[Supplied data]
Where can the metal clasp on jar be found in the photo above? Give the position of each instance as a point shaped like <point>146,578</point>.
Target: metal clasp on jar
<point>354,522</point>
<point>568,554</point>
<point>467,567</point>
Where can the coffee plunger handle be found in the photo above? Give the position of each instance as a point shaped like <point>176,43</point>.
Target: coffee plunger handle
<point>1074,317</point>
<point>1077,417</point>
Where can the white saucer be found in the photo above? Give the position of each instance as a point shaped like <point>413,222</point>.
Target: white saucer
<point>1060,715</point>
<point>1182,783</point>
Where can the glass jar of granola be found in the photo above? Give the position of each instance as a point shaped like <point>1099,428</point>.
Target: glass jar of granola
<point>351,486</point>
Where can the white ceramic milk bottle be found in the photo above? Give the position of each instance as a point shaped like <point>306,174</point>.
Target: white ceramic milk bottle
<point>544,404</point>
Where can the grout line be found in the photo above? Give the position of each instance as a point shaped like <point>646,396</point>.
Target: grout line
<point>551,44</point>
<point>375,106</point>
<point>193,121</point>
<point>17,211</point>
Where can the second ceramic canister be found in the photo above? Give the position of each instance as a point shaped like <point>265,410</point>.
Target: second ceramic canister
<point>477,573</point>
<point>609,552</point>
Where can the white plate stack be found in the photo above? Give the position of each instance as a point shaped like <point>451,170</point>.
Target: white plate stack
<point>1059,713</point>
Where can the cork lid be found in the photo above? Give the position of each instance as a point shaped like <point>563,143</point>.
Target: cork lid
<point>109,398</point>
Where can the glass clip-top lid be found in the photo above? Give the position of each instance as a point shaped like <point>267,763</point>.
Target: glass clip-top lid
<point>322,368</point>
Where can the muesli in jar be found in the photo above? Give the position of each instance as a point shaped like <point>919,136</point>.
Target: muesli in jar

[Exercise]
Look above for the line containing "Where can the muesli"; reproduce it and every line after it through the end of the material, exactly, and nothing else.

[Response to this task]
Where can the muesli in jar be found in the photo above? Give the position of each instance as a point shaped like <point>919,136</point>.
Target: muesli in jar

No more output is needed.